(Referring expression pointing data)
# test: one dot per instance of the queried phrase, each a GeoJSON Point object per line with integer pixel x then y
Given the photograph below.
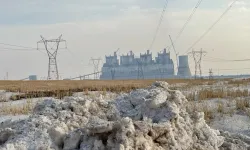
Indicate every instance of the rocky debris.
{"type": "Point", "coordinates": [154, 118]}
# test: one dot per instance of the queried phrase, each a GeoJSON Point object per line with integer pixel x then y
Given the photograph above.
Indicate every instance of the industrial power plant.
{"type": "Point", "coordinates": [144, 67]}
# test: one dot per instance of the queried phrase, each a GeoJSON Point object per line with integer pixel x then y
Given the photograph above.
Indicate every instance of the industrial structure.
{"type": "Point", "coordinates": [144, 67]}
{"type": "Point", "coordinates": [52, 54]}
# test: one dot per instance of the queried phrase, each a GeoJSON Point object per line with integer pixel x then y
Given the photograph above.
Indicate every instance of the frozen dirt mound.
{"type": "Point", "coordinates": [154, 118]}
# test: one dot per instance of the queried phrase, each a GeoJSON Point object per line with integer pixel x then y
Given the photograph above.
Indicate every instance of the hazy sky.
{"type": "Point", "coordinates": [98, 27]}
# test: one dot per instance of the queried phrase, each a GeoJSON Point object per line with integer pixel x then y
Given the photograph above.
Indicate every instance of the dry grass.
{"type": "Point", "coordinates": [242, 104]}
{"type": "Point", "coordinates": [62, 88]}
{"type": "Point", "coordinates": [26, 108]}
{"type": "Point", "coordinates": [220, 108]}
{"type": "Point", "coordinates": [208, 113]}
{"type": "Point", "coordinates": [218, 93]}
{"type": "Point", "coordinates": [92, 85]}
{"type": "Point", "coordinates": [239, 82]}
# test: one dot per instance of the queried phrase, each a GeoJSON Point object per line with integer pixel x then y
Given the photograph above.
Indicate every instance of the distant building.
{"type": "Point", "coordinates": [130, 67]}
{"type": "Point", "coordinates": [33, 77]}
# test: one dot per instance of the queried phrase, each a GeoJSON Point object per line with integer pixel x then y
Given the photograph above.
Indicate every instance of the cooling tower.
{"type": "Point", "coordinates": [184, 70]}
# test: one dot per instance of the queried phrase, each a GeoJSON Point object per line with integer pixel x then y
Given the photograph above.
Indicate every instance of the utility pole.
{"type": "Point", "coordinates": [140, 74]}
{"type": "Point", "coordinates": [112, 68]}
{"type": "Point", "coordinates": [96, 63]}
{"type": "Point", "coordinates": [52, 54]}
{"type": "Point", "coordinates": [198, 55]}
{"type": "Point", "coordinates": [211, 74]}
{"type": "Point", "coordinates": [176, 54]}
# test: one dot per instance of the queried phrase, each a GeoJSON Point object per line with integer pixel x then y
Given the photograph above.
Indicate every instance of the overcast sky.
{"type": "Point", "coordinates": [94, 28]}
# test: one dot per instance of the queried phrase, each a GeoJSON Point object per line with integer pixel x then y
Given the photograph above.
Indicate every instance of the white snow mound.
{"type": "Point", "coordinates": [154, 118]}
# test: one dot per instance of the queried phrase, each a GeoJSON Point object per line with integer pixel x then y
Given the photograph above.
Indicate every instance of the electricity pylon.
{"type": "Point", "coordinates": [52, 54]}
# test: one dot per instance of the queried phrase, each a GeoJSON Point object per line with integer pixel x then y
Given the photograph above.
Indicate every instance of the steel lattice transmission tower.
{"type": "Point", "coordinates": [140, 74]}
{"type": "Point", "coordinates": [96, 63]}
{"type": "Point", "coordinates": [211, 74]}
{"type": "Point", "coordinates": [52, 46]}
{"type": "Point", "coordinates": [198, 55]}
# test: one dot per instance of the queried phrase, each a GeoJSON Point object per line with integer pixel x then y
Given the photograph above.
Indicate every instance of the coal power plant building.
{"type": "Point", "coordinates": [143, 67]}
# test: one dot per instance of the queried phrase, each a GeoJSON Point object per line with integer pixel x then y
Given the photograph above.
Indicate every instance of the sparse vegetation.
{"type": "Point", "coordinates": [220, 108]}
{"type": "Point", "coordinates": [208, 113]}
{"type": "Point", "coordinates": [60, 89]}
{"type": "Point", "coordinates": [242, 104]}
{"type": "Point", "coordinates": [217, 93]}
{"type": "Point", "coordinates": [17, 109]}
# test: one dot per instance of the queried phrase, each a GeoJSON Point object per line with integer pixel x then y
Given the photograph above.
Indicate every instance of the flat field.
{"type": "Point", "coordinates": [91, 85]}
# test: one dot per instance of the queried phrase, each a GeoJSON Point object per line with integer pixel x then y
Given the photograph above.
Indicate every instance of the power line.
{"type": "Point", "coordinates": [52, 54]}
{"type": "Point", "coordinates": [17, 45]}
{"type": "Point", "coordinates": [159, 24]}
{"type": "Point", "coordinates": [226, 60]}
{"type": "Point", "coordinates": [188, 20]}
{"type": "Point", "coordinates": [211, 27]}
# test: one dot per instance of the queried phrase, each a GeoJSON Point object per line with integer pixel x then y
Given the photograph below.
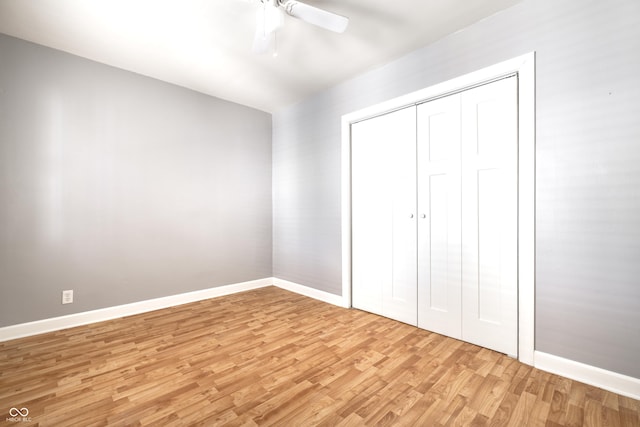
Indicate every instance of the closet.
{"type": "Point", "coordinates": [434, 193]}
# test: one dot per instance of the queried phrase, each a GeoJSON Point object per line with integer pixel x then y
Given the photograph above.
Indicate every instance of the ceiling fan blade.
{"type": "Point", "coordinates": [315, 16]}
{"type": "Point", "coordinates": [268, 20]}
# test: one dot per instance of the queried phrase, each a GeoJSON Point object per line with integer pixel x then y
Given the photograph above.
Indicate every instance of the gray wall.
{"type": "Point", "coordinates": [588, 167]}
{"type": "Point", "coordinates": [122, 187]}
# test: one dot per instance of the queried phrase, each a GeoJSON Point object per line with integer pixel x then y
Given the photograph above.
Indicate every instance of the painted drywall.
{"type": "Point", "coordinates": [121, 187]}
{"type": "Point", "coordinates": [587, 173]}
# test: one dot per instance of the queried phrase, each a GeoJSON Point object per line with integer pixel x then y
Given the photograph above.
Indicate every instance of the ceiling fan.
{"type": "Point", "coordinates": [269, 18]}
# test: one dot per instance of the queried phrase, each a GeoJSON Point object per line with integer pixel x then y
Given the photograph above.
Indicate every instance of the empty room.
{"type": "Point", "coordinates": [319, 213]}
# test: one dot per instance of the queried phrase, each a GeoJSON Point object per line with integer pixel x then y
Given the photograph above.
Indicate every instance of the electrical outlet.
{"type": "Point", "coordinates": [67, 296]}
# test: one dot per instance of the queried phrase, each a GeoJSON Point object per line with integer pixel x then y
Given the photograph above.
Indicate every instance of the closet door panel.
{"type": "Point", "coordinates": [439, 281]}
{"type": "Point", "coordinates": [371, 218]}
{"type": "Point", "coordinates": [383, 202]}
{"type": "Point", "coordinates": [489, 216]}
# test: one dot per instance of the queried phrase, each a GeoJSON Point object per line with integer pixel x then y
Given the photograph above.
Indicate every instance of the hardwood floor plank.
{"type": "Point", "coordinates": [271, 357]}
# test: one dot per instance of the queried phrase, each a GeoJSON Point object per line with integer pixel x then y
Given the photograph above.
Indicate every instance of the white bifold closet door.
{"type": "Point", "coordinates": [467, 204]}
{"type": "Point", "coordinates": [439, 223]}
{"type": "Point", "coordinates": [434, 215]}
{"type": "Point", "coordinates": [384, 257]}
{"type": "Point", "coordinates": [489, 167]}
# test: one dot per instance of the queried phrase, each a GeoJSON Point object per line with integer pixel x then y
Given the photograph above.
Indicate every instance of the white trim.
{"type": "Point", "coordinates": [78, 319]}
{"type": "Point", "coordinates": [309, 292]}
{"type": "Point", "coordinates": [607, 380]}
{"type": "Point", "coordinates": [524, 67]}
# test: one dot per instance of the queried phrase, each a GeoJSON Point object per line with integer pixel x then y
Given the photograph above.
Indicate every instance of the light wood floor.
{"type": "Point", "coordinates": [270, 357]}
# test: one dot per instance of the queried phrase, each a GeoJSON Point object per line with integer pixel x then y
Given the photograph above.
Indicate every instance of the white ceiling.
{"type": "Point", "coordinates": [205, 45]}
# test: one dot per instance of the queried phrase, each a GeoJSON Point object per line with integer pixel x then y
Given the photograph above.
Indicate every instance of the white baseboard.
{"type": "Point", "coordinates": [84, 318]}
{"type": "Point", "coordinates": [310, 292]}
{"type": "Point", "coordinates": [607, 380]}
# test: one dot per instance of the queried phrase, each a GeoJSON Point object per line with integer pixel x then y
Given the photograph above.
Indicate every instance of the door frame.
{"type": "Point", "coordinates": [524, 68]}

- WHAT THE TASK ASKS: All lines from the one that holds "Indicate every instance of the white baseboard." to the end of the entries above must be transcribed exactly, both ends included, and no others.

- ANSWER TO THE EXERCISE:
Indicate every instance of the white baseboard.
{"type": "Point", "coordinates": [84, 318]}
{"type": "Point", "coordinates": [310, 292]}
{"type": "Point", "coordinates": [607, 380]}
# test: one dot per instance of the queried phrase, each a GeoJSON Point object per line with integer pixel x then y
Given the photograph above.
Indicate every instance of the door frame.
{"type": "Point", "coordinates": [524, 68]}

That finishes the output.